§ WRITTEN TASKS:
(1) Summarize the passage on the partition of Henry's domains in two sentences.
(2) Check each statement against the passage on the Duchy of Saxe-Römhild, answering yes or no and quoting the words that decide it: (a) Saxe-Meiningen received two-thirds of the District of Römhild. (b) Saxe-Gotha-Altenburg took five-twelfths of the District of Themar. (c) In 1826 the former Saxe-Römhild territories were all concentrated in Saxe-Hildburghausen.
(3) Write a continuation of the passage on the Duchy of Saxe-Römhild, picking up after its last line.

§ PASSAGE GIVEN:
After the death of the childless Henry in 1710, his domains were divided among the four duchies – Saxe-Gotha-Altenburg, Saxe-Coburg-Saalfeld, Saxe-Meiningen and Saxe-Hildburghausen. Saxe-Gotha-Altenburg took seven-twelfths of the District of Themar. Saxe-Coburg-Saalfeld had five-twelfths of the District of Themar and one-third of the District of Römhild. Two-thirds of the District of Römhild went to Saxe-Meiningen. Saxe-Hildburghausen got the rest – the winery of Behrungen, the estate of Milz and the Echter properties.

With the rearrangement of the Ernestine duchies in 1826, all the territories of the former Duchy of Saxe-Römhild were solely concentrated in the Duchy of Saxe-Meiningen.

==Duke of Saxe-Römhild==
- 1680–1710 : Henry (1650–1710)

Outline annotation records:

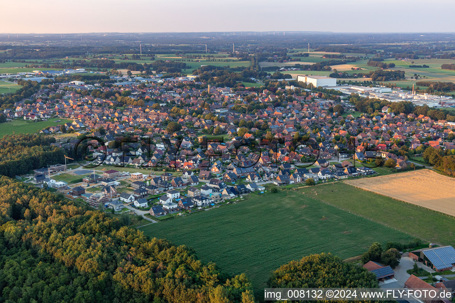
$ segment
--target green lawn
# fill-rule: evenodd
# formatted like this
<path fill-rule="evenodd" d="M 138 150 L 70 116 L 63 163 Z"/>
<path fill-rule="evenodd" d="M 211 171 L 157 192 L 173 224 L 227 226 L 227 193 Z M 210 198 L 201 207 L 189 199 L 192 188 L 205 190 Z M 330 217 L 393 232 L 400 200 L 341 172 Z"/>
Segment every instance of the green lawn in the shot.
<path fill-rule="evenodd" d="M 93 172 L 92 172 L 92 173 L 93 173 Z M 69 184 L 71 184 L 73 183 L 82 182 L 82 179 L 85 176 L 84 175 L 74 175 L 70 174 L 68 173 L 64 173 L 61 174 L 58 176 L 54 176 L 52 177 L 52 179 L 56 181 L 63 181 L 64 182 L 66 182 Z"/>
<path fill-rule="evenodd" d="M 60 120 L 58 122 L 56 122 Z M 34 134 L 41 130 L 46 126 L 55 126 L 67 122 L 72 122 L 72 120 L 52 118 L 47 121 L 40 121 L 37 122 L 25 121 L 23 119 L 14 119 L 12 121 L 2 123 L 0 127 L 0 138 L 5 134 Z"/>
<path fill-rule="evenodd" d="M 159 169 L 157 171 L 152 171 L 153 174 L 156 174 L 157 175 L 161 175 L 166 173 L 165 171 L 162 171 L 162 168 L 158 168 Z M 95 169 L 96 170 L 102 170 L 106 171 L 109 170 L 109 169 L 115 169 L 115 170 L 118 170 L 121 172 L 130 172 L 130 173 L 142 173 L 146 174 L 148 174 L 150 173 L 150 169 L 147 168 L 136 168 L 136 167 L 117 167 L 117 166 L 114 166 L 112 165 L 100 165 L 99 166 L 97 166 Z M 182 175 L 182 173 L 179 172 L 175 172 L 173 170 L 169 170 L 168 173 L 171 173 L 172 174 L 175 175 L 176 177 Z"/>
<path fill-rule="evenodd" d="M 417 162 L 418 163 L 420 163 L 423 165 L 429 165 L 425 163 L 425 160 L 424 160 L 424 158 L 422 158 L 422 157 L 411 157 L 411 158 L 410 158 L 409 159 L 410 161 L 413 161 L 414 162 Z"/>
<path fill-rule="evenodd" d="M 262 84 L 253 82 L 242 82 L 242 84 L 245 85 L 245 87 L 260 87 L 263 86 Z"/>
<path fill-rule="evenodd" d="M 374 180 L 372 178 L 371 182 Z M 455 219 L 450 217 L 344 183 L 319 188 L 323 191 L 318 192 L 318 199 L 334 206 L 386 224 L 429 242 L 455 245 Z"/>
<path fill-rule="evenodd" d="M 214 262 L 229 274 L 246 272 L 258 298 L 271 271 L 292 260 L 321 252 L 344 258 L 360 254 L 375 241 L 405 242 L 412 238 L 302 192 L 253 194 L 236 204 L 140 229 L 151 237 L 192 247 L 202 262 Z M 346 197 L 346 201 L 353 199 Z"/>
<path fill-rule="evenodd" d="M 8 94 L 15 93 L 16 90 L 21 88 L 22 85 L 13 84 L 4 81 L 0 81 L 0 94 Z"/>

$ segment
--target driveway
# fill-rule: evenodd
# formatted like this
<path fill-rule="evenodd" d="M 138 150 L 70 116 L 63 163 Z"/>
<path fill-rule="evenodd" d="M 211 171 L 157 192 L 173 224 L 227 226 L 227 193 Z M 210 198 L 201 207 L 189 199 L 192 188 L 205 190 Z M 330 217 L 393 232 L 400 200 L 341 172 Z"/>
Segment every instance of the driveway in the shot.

* * *

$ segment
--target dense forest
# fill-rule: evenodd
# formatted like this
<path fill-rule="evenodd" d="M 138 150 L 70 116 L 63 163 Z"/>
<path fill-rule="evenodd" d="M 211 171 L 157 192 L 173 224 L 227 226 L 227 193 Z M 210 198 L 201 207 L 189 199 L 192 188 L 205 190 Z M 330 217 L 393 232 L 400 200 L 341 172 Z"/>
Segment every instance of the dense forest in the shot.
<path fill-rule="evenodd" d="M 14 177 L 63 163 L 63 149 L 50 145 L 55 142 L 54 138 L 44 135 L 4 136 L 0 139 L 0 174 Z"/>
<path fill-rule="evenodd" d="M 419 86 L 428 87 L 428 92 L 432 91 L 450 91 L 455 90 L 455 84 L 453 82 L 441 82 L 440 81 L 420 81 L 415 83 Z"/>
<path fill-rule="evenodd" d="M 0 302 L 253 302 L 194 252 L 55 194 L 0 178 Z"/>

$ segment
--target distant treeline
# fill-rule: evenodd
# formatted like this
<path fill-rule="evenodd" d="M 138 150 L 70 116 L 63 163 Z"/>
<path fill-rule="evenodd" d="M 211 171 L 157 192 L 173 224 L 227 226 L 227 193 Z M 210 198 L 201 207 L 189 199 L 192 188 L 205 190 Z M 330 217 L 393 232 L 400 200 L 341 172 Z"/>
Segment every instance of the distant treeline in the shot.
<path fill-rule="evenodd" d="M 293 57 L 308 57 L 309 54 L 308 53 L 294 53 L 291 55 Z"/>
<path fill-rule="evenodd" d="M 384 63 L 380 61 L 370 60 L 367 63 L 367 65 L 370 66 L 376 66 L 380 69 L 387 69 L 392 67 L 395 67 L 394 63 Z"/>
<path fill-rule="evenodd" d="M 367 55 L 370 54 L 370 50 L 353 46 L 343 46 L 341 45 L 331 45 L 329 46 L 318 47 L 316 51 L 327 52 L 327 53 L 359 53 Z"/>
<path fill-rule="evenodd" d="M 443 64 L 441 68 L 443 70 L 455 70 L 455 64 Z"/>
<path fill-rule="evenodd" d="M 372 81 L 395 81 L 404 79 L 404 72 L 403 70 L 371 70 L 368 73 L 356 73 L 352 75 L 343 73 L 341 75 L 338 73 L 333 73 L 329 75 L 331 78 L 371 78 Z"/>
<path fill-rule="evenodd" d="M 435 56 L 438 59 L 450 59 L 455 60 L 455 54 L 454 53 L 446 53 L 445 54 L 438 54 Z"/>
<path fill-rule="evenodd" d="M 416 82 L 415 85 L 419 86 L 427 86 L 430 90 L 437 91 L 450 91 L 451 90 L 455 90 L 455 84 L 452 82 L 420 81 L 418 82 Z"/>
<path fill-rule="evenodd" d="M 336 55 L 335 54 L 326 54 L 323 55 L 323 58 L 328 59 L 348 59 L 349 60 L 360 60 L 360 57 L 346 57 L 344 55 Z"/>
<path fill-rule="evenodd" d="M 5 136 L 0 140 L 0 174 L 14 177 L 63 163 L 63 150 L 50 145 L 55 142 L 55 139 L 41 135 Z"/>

§ ANSWERS TO EACH TASK:
(1) After the childless Henry died in 1710, his domains were divided among Saxe-Gotha-Altenburg, Saxe-Coburg-Saalfeld, Saxe-Meiningen and Saxe-Hildburghausen, each receiving set shares of the Districts of Themar and Römhild or other properties. With the rearrangement of the Ernestine duchies in 1826, all the territories of the former Duchy of Saxe-Römhild were concentrated in the Duchy of Saxe-Meiningen.

(2)
(a) Yes: "Two-thirds of the District of Römhild went to Saxe-Meiningen."
(b) No: "Saxe-Gotha-Altenburg took seven-twelfths of the District of Themar."
(c) No: "all the territories of the former Duchy of Saxe-Römhild were solely concentrated in the Duchy of Saxe-Meiningen."

(3)
==Bibliography==
- Georg [Karl Friedrich Viktor] von Alten, Handbuch für Heer und Flotte, Band XIII [Handbook for the Army and Navy, Volume XIII] (Berlin, Leipzig, Wien, Stuttgart: Bong & Co., 1913)
- Hans Patze, Walter Schlesinger (ed.), Geschichte Thüringens, 5. Band, 1. Teil, 1. Teilbd.: Politische Geschichte in der Neuzeit [History of Thuringia, Volume 5, Part 1, Chapter 1: Political History in the Modern Times] (Cologne: Böhlau, 1982)
- Verein für Sachsen-Meiningische Geschichte und Landeskunde [Association of the History and Culture of Saxe-Meningen] (ed.): Neue Landeskunde des Herzogtums Sachsen-Meiningen, 9, B, Geschichtliches; Teil 1: Thüringische Geschichte [New State History of the Duchy of Saxe-Hildburghausen, 9, B, Histories; Part 1: Thuringian History] (Hildburghausen: Kesselbring, 1903)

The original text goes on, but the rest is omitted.